--- BEGIN TASK INPUT ---
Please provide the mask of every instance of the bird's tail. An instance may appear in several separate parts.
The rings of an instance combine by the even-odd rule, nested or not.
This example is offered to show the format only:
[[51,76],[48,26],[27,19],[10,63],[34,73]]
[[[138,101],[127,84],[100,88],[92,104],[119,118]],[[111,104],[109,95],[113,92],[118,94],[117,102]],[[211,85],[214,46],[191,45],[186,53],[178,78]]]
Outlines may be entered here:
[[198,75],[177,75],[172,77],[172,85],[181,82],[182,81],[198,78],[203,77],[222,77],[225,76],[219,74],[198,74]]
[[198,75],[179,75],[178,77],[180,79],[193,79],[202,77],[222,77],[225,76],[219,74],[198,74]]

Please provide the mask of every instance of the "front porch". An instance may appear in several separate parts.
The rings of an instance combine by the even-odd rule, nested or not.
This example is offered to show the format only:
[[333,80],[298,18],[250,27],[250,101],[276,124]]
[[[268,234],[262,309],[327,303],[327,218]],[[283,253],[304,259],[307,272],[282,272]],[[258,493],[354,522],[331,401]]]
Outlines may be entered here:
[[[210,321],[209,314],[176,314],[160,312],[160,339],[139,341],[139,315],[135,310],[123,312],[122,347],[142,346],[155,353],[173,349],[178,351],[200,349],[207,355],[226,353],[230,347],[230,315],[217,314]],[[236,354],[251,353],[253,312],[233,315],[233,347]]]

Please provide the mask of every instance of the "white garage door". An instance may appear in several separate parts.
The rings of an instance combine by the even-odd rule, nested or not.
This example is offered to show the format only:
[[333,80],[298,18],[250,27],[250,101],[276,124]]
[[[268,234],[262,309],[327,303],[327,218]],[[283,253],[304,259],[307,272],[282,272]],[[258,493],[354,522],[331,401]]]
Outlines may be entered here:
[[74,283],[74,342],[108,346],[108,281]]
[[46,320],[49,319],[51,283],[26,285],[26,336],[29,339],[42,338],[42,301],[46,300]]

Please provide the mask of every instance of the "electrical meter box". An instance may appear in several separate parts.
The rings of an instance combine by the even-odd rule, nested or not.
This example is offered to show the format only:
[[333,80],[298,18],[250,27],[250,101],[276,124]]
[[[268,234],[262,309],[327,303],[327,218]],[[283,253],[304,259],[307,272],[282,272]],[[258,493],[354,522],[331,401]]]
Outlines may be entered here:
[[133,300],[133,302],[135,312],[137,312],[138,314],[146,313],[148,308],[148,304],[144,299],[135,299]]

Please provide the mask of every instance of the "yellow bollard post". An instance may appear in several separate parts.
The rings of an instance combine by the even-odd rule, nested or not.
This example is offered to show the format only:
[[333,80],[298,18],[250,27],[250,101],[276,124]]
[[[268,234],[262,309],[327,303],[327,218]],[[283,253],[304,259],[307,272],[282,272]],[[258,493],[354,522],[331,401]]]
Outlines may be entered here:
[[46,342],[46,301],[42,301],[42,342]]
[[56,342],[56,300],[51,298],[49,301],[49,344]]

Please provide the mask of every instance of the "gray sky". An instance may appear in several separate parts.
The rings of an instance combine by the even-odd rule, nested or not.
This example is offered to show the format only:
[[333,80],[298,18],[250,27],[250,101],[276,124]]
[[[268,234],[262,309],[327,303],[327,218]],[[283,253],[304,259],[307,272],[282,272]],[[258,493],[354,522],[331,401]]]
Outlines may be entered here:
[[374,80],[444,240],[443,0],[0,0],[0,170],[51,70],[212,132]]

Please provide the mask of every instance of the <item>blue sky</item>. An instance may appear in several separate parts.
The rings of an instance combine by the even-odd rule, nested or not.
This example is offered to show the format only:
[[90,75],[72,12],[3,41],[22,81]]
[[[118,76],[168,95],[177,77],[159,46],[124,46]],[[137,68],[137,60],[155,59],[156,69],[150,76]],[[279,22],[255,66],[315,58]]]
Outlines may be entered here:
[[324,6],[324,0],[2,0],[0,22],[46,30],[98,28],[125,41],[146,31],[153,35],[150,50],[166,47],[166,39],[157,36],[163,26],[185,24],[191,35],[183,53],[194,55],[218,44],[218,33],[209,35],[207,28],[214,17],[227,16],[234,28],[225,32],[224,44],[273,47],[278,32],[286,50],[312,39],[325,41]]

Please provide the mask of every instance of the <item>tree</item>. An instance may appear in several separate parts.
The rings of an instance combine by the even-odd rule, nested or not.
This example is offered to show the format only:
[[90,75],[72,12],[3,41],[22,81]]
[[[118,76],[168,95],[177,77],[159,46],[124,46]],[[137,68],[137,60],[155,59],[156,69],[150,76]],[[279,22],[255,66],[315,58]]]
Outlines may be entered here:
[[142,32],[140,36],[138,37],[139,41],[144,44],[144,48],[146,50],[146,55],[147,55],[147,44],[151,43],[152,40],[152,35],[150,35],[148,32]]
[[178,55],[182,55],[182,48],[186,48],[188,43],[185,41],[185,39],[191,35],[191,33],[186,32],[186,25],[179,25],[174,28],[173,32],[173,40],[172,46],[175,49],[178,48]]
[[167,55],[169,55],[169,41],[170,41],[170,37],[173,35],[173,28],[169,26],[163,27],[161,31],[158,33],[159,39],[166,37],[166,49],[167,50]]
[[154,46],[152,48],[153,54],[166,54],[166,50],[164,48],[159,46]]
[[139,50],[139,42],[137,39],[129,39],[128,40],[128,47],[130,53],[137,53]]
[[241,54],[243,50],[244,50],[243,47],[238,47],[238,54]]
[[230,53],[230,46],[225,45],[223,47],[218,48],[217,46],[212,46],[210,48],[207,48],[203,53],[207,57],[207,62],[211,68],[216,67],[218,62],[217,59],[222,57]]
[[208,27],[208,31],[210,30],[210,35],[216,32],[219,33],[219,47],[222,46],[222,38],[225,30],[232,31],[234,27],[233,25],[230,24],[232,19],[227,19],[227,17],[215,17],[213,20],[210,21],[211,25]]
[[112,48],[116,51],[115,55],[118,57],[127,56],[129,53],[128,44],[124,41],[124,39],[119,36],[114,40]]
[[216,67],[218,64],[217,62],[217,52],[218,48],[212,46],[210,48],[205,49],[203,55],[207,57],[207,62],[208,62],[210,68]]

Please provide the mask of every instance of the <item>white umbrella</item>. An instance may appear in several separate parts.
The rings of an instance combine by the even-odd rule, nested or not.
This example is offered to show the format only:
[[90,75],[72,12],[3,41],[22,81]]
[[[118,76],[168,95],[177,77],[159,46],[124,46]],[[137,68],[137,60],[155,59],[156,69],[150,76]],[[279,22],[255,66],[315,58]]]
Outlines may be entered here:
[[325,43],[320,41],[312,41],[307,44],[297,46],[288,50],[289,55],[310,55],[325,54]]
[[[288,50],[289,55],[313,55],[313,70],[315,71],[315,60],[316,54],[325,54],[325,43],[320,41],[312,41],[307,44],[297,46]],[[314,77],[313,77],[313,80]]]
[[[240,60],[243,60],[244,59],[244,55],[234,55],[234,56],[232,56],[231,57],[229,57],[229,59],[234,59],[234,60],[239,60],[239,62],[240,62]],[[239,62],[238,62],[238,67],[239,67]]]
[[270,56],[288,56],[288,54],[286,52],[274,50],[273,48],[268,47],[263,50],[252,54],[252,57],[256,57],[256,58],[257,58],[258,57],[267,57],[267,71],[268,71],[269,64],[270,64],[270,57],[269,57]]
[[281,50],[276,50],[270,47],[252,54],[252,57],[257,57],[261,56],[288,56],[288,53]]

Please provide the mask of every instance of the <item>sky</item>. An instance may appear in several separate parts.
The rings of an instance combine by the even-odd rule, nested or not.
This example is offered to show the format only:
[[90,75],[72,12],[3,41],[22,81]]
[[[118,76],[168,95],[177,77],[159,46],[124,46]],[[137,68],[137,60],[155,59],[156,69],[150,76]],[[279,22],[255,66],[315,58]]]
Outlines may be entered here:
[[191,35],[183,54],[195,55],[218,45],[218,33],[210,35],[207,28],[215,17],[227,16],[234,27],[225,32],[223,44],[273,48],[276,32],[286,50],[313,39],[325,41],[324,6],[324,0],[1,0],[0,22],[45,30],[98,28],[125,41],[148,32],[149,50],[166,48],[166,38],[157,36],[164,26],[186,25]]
--- END TASK INPUT ---
JOB → Starting at the line that contains "of the <item>sky</item>.", output each remaining line of the listing, the last line included, exactly as it appears.

TASK SOLUTION →
Please provide the mask of every instance of the <item>sky</item>. An instance may appear in several separate parts.
The rings of an instance combine by the even-odd rule, nested or not.
This example is offered to show the format only:
[[90,75],[72,12],[3,41],[22,81]]
[[[118,76],[168,95],[177,77],[159,46],[124,46]],[[137,68],[137,60],[155,59],[156,69],[150,76]],[[279,22],[255,66],[315,58]]]
Outlines may be entered here:
[[191,35],[183,54],[195,55],[218,45],[218,33],[210,35],[207,28],[215,17],[227,16],[234,27],[225,32],[223,44],[273,48],[276,32],[286,50],[313,39],[325,41],[324,6],[324,0],[1,0],[0,22],[45,30],[98,28],[125,41],[148,32],[149,50],[166,48],[166,38],[157,36],[164,26],[186,25]]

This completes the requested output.